__Supplied records__:
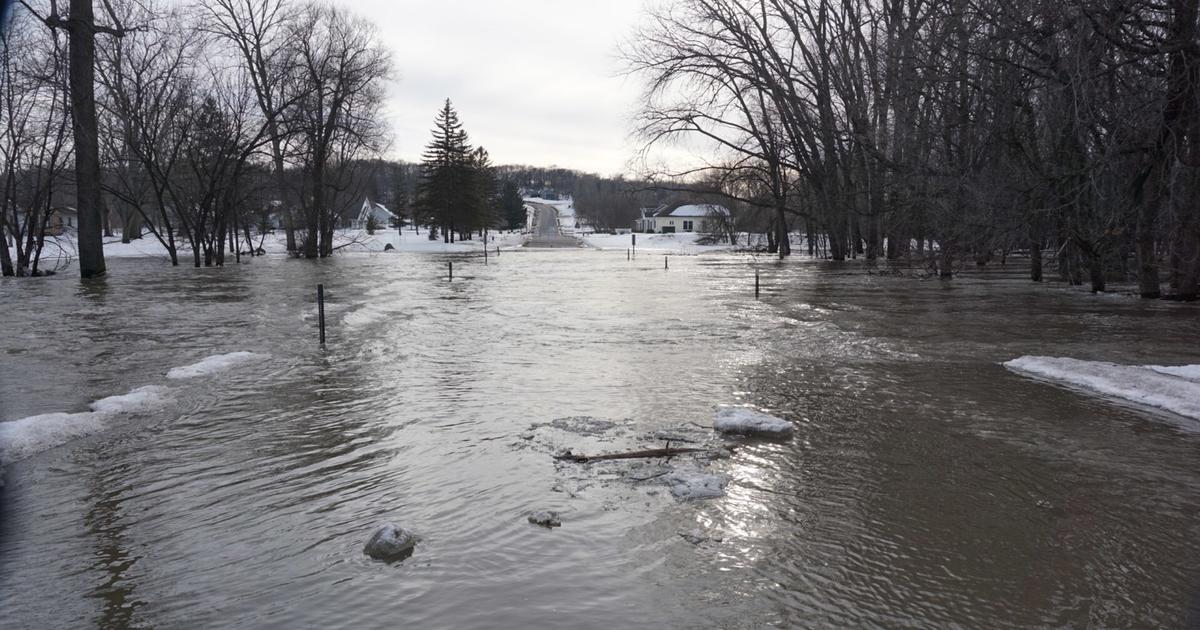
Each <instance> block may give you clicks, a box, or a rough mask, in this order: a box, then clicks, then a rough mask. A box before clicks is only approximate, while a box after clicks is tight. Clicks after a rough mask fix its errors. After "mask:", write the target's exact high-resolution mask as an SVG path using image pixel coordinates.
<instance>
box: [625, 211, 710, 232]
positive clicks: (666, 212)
mask: <svg viewBox="0 0 1200 630" xmlns="http://www.w3.org/2000/svg"><path fill="white" fill-rule="evenodd" d="M728 220H730V210H728V209H727V208H725V206H724V205H716V204H676V205H660V206H658V208H642V209H641V217H640V218H637V220H636V221H635V222H634V229H635V230H636V232H643V233H658V234H673V233H676V232H714V230H716V229H718V228H719V227H720V222H725V221H728Z"/></svg>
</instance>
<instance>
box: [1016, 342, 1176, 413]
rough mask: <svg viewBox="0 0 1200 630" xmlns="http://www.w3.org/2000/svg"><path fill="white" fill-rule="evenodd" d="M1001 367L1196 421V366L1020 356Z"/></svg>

__Task description__: Apart from the pictures, every record must be set down exactly.

__Output of the task__:
Each <instance> block may give you clicks, a box, or a rough mask, in this order: a box, then clicks, then a rough mask. A box before clicks is only approximate, while a box after clicks is tight. Clicks after a rough mask fix its errors. After "mask:", write the target's exact high-resolution mask as an SVG path using image pixel coordinates.
<instance>
box: [625, 211, 710, 232]
positive clicks: (666, 212)
mask: <svg viewBox="0 0 1200 630" xmlns="http://www.w3.org/2000/svg"><path fill="white" fill-rule="evenodd" d="M728 220H730V210H728V209H727V208H725V206H724V205H716V204H676V205H660V206H658V208H642V209H641V217H640V218H637V220H636V221H635V222H634V229H635V230H636V232H643V233H658V234H673V233H676V232H714V230H716V229H718V228H719V227H720V222H725V221H728Z"/></svg>
</instance>
<instance>
box: [1016, 342, 1176, 413]
rough mask: <svg viewBox="0 0 1200 630" xmlns="http://www.w3.org/2000/svg"><path fill="white" fill-rule="evenodd" d="M1001 367L1196 421V366L1020 356Z"/></svg>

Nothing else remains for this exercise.